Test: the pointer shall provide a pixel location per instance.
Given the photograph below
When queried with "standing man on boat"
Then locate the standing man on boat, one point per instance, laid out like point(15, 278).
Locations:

□ □ □ □

> **Problem to solve**: Copy each line of the records above word for word, in the order shown.

> **Solved problem**:
Test: the pointer shall provide a pixel location per instance.
Given the photograph below
When queried with "standing man on boat"
Then locate the standing man on boat, one point per instance, laid out like point(15, 278).
Locations:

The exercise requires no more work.